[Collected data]

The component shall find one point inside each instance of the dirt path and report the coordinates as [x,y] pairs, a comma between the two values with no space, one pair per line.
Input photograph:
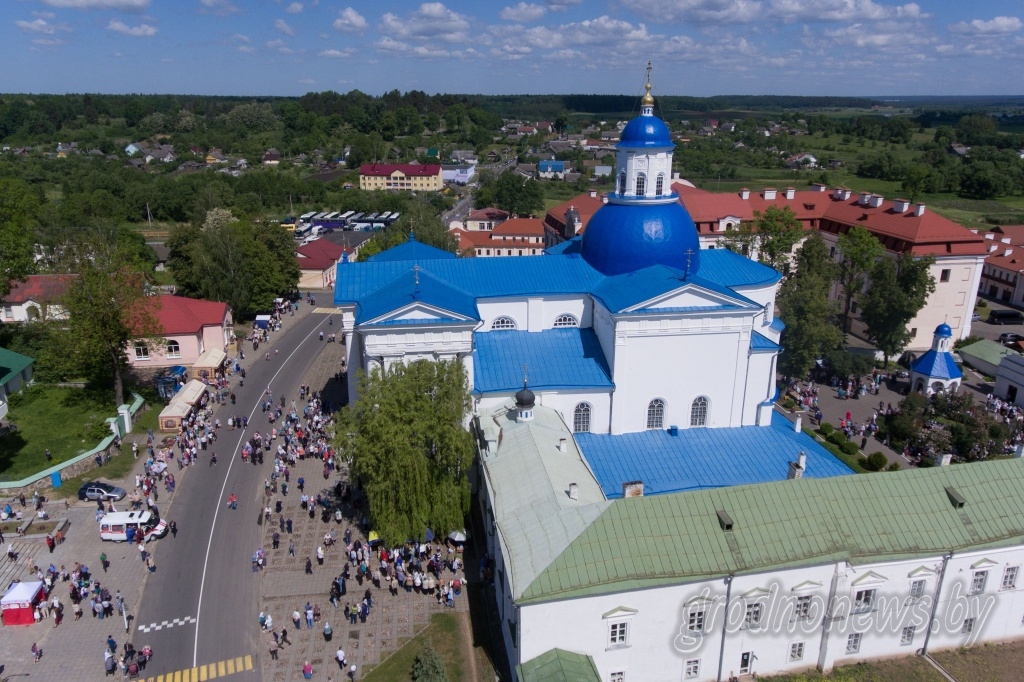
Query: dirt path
[466,642]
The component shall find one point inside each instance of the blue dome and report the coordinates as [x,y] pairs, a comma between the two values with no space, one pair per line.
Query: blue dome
[628,238]
[645,131]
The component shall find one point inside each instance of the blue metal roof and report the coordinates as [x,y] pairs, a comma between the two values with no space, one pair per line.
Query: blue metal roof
[704,458]
[416,286]
[936,365]
[411,250]
[762,344]
[555,358]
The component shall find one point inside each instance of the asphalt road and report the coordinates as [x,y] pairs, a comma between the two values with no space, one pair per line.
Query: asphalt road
[205,572]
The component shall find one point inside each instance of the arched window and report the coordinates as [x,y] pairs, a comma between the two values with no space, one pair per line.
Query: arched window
[655,414]
[698,412]
[641,184]
[581,418]
[566,321]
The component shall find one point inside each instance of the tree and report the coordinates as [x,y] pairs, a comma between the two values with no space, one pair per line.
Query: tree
[858,249]
[805,307]
[110,307]
[409,450]
[898,291]
[771,236]
[429,667]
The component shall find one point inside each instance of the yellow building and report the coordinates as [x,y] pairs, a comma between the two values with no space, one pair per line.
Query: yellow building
[416,177]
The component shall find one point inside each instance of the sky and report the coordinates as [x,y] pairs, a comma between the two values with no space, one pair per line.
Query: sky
[698,47]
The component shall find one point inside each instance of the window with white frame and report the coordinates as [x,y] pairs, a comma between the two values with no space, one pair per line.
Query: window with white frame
[978,582]
[754,613]
[694,623]
[863,600]
[655,414]
[698,412]
[1010,578]
[802,609]
[619,633]
[906,637]
[581,418]
[566,321]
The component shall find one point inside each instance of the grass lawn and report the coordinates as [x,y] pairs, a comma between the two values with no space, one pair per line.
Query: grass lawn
[68,421]
[443,634]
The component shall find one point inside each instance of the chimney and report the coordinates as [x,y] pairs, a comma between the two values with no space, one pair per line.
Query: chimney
[633,488]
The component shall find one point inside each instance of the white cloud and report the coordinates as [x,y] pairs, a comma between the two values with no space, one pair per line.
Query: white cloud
[337,54]
[140,31]
[431,22]
[123,5]
[523,12]
[997,26]
[350,20]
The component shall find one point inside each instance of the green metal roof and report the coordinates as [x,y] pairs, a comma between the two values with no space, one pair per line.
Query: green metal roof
[558,666]
[11,364]
[673,539]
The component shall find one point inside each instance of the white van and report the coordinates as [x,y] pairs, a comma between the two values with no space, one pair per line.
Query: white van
[115,525]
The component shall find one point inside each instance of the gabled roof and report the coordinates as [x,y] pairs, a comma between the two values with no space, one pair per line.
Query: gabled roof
[555,358]
[178,314]
[651,541]
[11,364]
[40,288]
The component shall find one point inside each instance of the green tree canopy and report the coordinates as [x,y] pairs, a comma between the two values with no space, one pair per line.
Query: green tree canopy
[409,450]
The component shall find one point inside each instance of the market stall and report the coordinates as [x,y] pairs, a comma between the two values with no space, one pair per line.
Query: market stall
[19,603]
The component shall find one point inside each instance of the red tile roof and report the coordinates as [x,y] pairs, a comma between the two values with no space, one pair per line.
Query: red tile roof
[320,255]
[411,170]
[178,314]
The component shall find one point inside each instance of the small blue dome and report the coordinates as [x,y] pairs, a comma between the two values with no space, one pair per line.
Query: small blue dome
[645,132]
[628,238]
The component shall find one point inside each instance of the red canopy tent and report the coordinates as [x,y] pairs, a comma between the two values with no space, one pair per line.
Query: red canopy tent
[19,602]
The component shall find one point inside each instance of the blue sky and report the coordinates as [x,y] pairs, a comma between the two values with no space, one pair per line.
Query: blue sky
[699,47]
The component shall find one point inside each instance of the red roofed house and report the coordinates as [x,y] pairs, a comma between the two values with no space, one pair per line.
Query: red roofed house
[1000,278]
[518,237]
[197,333]
[902,228]
[318,261]
[35,298]
[417,177]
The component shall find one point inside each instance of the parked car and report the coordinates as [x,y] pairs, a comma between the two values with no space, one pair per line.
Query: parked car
[94,489]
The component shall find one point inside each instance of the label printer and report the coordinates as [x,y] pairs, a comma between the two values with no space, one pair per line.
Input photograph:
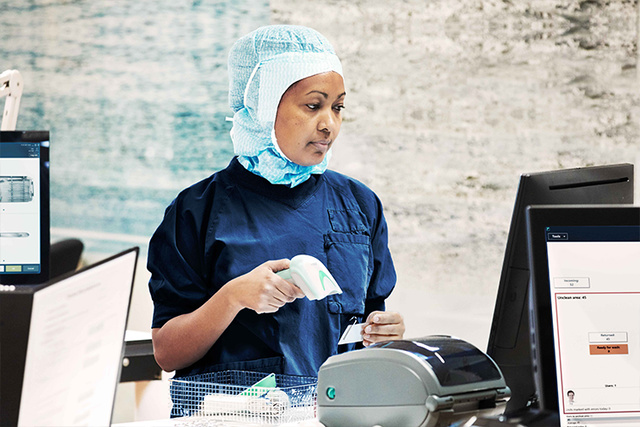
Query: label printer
[430,382]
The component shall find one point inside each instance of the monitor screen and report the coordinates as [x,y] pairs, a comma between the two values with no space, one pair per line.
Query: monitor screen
[509,343]
[24,207]
[62,345]
[586,321]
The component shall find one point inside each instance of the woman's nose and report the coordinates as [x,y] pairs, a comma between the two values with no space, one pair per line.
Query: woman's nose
[327,124]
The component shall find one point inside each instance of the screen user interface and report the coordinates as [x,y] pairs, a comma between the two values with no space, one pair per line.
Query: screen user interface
[594,279]
[20,240]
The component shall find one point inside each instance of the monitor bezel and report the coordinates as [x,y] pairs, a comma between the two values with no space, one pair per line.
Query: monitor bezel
[575,185]
[538,218]
[45,222]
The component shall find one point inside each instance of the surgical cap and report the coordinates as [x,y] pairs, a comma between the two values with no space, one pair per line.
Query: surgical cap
[262,66]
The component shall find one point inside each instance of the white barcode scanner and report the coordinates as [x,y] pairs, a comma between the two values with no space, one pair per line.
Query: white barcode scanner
[310,275]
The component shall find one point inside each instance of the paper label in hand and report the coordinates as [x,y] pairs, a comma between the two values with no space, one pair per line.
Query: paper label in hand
[352,334]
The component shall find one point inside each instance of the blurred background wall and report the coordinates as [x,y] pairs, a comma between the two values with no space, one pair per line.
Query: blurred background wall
[449,101]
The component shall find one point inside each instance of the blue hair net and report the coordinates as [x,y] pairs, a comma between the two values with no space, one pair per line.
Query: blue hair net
[262,66]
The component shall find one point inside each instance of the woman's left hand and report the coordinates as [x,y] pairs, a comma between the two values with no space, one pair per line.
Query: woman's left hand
[382,326]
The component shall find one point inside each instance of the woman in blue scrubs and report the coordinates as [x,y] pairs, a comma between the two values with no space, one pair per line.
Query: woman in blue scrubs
[218,303]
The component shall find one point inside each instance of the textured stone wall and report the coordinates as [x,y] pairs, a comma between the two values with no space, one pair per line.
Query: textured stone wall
[449,101]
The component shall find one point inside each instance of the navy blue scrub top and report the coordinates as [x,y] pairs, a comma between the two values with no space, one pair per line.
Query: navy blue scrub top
[233,221]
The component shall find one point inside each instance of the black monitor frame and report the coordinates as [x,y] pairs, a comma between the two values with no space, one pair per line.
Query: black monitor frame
[43,138]
[509,341]
[538,218]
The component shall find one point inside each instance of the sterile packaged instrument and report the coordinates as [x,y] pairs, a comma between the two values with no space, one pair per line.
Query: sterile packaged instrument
[243,396]
[310,275]
[430,382]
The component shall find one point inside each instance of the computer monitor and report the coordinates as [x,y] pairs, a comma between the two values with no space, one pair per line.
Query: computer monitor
[509,342]
[24,207]
[61,345]
[586,318]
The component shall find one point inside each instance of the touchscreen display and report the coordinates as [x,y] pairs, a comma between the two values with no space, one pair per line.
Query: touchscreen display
[20,209]
[594,279]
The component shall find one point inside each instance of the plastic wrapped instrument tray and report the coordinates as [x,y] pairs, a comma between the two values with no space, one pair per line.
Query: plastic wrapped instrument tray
[233,396]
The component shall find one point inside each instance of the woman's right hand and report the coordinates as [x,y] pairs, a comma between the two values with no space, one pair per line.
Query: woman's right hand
[262,290]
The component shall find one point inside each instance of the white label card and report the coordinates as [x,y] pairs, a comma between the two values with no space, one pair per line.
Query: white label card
[352,334]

# Given problem
From the records given above, reproduce all text exactly and exclude each picture.

# Task solution
The component shall find one point inside each instance of the dirt path and report the coordinates as [x,y] pairs, a comma between the two values with no space, one pair per line.
Input photograph:
Query: dirt path
[466,642]
The component shall find one point inside each instance of the blue dome and report the coordinates as [x,y] pairs, a comma between the two values with no space, one pair per line.
Query: blue dome
[628,238]
[645,131]
The component shall find one point inside each instance of the blue metal roof and report the coordinates as [x,y] pairs, a comma between the two values with no space, one pair per line.
Query: blue metal roof
[704,458]
[416,286]
[936,365]
[411,250]
[762,344]
[555,358]
The component shall find one point inside each instance of the asphalt road and report the coordinates as [x,y] pairs, a comma between the two values with no space, one pair per line.
Query: asphalt road
[205,572]
The component shall find one point inside each instance of the arched window and report the coordinates as [x,y] pairs, a comma between the two values with no space, one pair per line.
Query: arched window
[655,414]
[698,412]
[641,184]
[581,418]
[566,321]
The component shall find one point inside each instance of the tree and report the coordinates as [x,y] pairs, a comma between the two values with no space, one pair per line.
Query: tree
[858,249]
[805,307]
[110,307]
[409,450]
[898,291]
[771,236]
[429,667]
The component shall find one point inside each instance of the yellow building and report the coordinates as [x,y] pairs, a comma between the two values with no space, one pair per line.
Query: yellow building
[416,177]
The component shall find one point inside each instance of the sky and report the coordinates as [x,y] pairs, a comma between the two values with no space, one pair per line.
Query: sky
[698,47]
The component shall find one point inside each instance of the window with white frame and report the coordinates as [x,y] pairs, a comma between the two values with no space, one pair per line.
Query: window with white frame
[978,582]
[754,613]
[694,623]
[863,600]
[655,414]
[698,412]
[1010,578]
[802,609]
[619,633]
[906,637]
[581,418]
[566,321]
The component shall find one point inside each instance of the grass lawn and report the coordinates as [x,y] pairs, a comma between the two values with no space, one pair per line.
Query: grass lawn
[68,421]
[443,634]
The component shall find one point inside each instance of the chimney and report the coordinates as [x,y] pairs, a comma between the two values with no space, one pair per line.
Query: chimney
[633,488]
The component shall find one point inside each instance of the white cloud and report the coordinates as [x,y] pairs, a comma between the two values with no space, one pair per line.
Query: white cloud
[337,54]
[140,31]
[431,22]
[123,5]
[523,12]
[997,26]
[350,20]
The component shall find one point inside each instance of the green metal roof and report the coordinates as [x,y] pairs, a comma between the two values with no space, one pair per line.
Query: green metal roof
[558,666]
[11,364]
[673,539]
The component shall find one point inside each instance of the white van and report the coordinates as [x,y] pairs, a comma between the two values with no space, one pair per line.
Query: white van
[115,525]
The component shall find one point inside each instance of the gabled roof and report the coordinates as [x,y] pairs, a comma between the two values with no space, one pair per line.
Query: gabled roof
[555,358]
[178,314]
[651,541]
[11,364]
[40,288]
The component shall find one point inside each instance of the green tree canopy and report the coordinates as [x,y] pairs, a comma between the two values with no space, one pair per line.
Query: green tree canopy
[409,450]
The component shall find one point inside each instance of the market stall and report the coordinates as [x,y] pairs, a comma between the two values with no space, one pair per line.
Query: market stall
[19,603]
The component shall find one point inside each instance of the red tile roof and report the coordinates as [x,y] pairs, a comma between the two values with no space, one pair per line.
Query: red tile roof
[320,255]
[411,170]
[178,314]
The component shall find one point inside each instance of the small blue dome and report the coordinates as [x,y] pairs, a comma between the two values with no space, one pair per line.
Query: small blue dome
[645,132]
[628,238]
The component shall find one point inside each instance of the red canopy tent and report the coordinates as [x,y] pairs, a comma between the two values with no space, one pair per line.
Query: red canopy tent
[19,602]
The component shall find one point inside each instance of the blue sky and report the coordinates as [x,y] pairs, a comma between the two values with no space, one pair per line.
Query: blue sky
[699,47]
The component shall find one point inside each instance of the red roofed house and report the coordinates as [x,y] pairs, a comma between the two values with no space, one pair per line.
Query: red roofed house
[1000,278]
[518,237]
[197,333]
[902,228]
[318,261]
[35,298]
[417,177]
The component shall find one point inside each instance of the parked car and report the coordinates as [x,y] pairs, a comma between the two values with no space, one pair per line.
Query: parked car
[94,489]
The component shall find one point inside each instance of the label printer and report the coordinates as [x,y] pairs, a comma between the two values with no space, one pair per line.
Input photograph:
Query: label printer
[430,382]
The component shall find one point inside each instance of the monitor screen and report the coordinates as [x,y] pairs, a comma between the two values with no space, one pair per line.
Query: monitor screen
[509,343]
[24,207]
[62,345]
[586,321]
The component shall find one point inside each instance of the woman's nose and report the coordinates as [x,y] pairs, a comma between the two values with no space, one pair per line.
Query: woman's nose
[327,124]
The component shall find one point inside each instance of the screen user interface and report the coordinates as [x,y] pairs, a comma between the two values with no space, one pair per line.
Query: screen user interface
[594,279]
[20,240]
The component shall find one point inside each instance of the monitor bezel and report the coordinates as [x,y] pairs, a comma between the two values with no space, one pair per line.
Query: monitor bezel
[575,185]
[538,218]
[45,222]
The component shall find one point inside each instance of the surgical cap and report the coordinates as [x,y] pairs, a comma between the two values with no space, one pair per line.
Query: surgical cap
[262,66]
The component shall find one point inside each instance of the white barcode scanner and report the coordinates as [x,y] pairs, a comma between the two values with no space, one pair per line.
Query: white barcode scanner
[310,275]
The component shall find one point inside each instance of the paper label in hand and report the coordinates as [x,y] pairs, a comma between the two values with no space, one pair per line.
Query: paper label in hand
[352,334]
The component shall find one point inside each instance of the blurred background wall and report the coordinates as [x,y] pairs, a comma between the two values with no space, one pair per line.
Query: blurred background wall
[449,101]
The component shall find one point inside each instance of the blue hair net and report the coordinates as [x,y] pairs, a comma between the two values with no space, one pair per line.
Query: blue hair net
[262,66]
The component shall find one point inside each instance of the woman's left hand and report the coordinates as [x,y] pairs, a comma between the two values with no space, one pair per line.
Query: woman's left hand
[382,326]
The component shall find one point inside each instance of the woman in blue scrubs and report the coordinates as [x,y] pairs, a comma between the two values with no space, one pair per line.
Query: woman in blue scrubs
[218,303]
The component shall find one point inside each instance of the textured stone wall and report the coordinates as [x,y] pairs, a comma between the two values with no space, one pair per line.
Query: textured stone wall
[449,101]
The component shall find one point inside each instance of the navy blue scrub top and report the coordinates as [x,y] pairs, a comma between the two values with no space, one pair per line.
Query: navy blue scrub top
[233,221]
The component shall find one point inside each instance of the black monitor frame and report the coordinates as [x,y] pairs, a comma between the two values with no space, one pair per line.
Query: black monitor frame
[43,138]
[509,341]
[538,218]
The component shall find one point inside each instance of the sterile packaged instrument and report the coordinates as [x,y] pairs, a comma between the two values with no space, one pair per line.
Query: sterile packaged instrument
[243,396]
[310,275]
[430,382]
The component shall find one point inside each instance of the computer monitor and report the coordinates as [x,y] pairs, a comma between the two values with no space, one pair per line.
Query: computer monitor
[509,342]
[24,207]
[61,345]
[586,318]
The component shall find one point inside each instance of the touchscreen display and report the coordinates as [x,y] pairs, a comma between the two values with no space, one pair per line.
Query: touchscreen display
[20,209]
[594,279]
The component shall find one point inside each instance of the plastic wrapped instrument tray and report the coordinates as [x,y] pairs, a comma between the two values with no space, one pair per line.
Query: plastic wrapped instrument tray
[233,396]
The component shall find one point inside each instance of the woman's right hand and report the coordinates as [x,y] pairs, a comma between the two values with no space, one pair per line.
Query: woman's right hand
[262,290]
The component shall find one point inside each instance of the white label card and report the coordinates as [x,y] pairs, a comma between the two values with no space, one pair per line.
Query: white label card
[352,334]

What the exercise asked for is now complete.